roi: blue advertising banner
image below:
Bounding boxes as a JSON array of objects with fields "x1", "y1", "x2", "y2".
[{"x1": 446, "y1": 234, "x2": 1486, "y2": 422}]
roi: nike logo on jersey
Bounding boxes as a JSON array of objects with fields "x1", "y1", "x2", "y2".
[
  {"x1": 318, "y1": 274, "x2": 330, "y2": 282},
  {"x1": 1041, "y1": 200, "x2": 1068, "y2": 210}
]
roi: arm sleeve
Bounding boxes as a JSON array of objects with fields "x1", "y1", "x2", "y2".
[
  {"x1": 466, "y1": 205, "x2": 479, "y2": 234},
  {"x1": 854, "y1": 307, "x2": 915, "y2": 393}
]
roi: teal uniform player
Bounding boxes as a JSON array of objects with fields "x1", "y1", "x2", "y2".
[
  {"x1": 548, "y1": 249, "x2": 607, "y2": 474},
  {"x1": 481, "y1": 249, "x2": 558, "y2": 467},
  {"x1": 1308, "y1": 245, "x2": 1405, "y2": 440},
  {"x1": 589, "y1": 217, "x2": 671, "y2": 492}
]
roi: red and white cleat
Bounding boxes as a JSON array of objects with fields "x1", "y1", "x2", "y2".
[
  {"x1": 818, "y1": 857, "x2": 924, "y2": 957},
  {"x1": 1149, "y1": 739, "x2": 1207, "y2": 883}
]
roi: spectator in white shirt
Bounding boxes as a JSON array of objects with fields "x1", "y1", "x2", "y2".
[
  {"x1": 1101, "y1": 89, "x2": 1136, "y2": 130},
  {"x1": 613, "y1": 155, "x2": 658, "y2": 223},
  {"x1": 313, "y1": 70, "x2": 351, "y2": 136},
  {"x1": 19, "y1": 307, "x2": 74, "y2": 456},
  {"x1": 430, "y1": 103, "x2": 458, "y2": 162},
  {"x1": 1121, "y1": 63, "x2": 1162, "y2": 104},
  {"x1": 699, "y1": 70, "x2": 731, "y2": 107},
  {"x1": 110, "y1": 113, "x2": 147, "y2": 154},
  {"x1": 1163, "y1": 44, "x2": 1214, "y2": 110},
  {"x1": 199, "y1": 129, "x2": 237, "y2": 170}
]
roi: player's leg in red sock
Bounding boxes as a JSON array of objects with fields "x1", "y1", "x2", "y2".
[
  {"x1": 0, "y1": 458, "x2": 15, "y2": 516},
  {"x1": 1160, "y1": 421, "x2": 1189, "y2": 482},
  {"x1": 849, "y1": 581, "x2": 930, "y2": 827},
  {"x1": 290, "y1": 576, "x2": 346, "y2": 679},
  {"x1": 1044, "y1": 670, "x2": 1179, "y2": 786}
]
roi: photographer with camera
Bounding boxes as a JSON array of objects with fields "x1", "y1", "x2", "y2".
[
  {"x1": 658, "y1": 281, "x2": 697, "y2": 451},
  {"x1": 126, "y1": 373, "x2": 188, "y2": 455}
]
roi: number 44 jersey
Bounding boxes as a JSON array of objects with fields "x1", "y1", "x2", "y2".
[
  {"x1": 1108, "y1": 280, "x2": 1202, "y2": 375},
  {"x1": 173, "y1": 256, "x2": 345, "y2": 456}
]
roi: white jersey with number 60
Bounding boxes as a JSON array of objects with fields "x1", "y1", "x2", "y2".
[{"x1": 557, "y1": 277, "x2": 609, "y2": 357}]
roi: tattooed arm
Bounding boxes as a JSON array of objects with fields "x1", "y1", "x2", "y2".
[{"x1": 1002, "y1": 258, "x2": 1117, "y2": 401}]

[Aim of the task]
What you output must be the lines from the opening of the material above up to and including the line with "roi: spectator in white shirt", reproduced exactly.

[Task output]
roi: blue advertising banner
image below:
Bounding boxes as a JSON array of objects with fields "x1", "y1", "x2", "y2".
[{"x1": 446, "y1": 234, "x2": 1486, "y2": 422}]
roi: nike logo on jersey
Bounding boxes as a JSON array of objects with fields "x1", "y1", "x2", "y2".
[
  {"x1": 318, "y1": 274, "x2": 330, "y2": 282},
  {"x1": 1041, "y1": 200, "x2": 1068, "y2": 210}
]
roi: arm sleeve
Bounding boxes as a JSON array of objects with fields "x1", "y1", "x2", "y2".
[
  {"x1": 466, "y1": 205, "x2": 479, "y2": 234},
  {"x1": 854, "y1": 307, "x2": 915, "y2": 393}
]
roi: teal uniform player
Bounding boxes as a JSON array of objects with fields "x1", "y1", "x2", "y2".
[
  {"x1": 548, "y1": 249, "x2": 607, "y2": 474},
  {"x1": 481, "y1": 249, "x2": 558, "y2": 467},
  {"x1": 1308, "y1": 245, "x2": 1405, "y2": 440},
  {"x1": 589, "y1": 217, "x2": 671, "y2": 492}
]
roi: red and white cleat
Bounding boxes as a JSON array of objects with fields "x1", "y1", "x2", "y2".
[
  {"x1": 818, "y1": 857, "x2": 924, "y2": 957},
  {"x1": 1149, "y1": 739, "x2": 1207, "y2": 883}
]
roi: spectator in white shirt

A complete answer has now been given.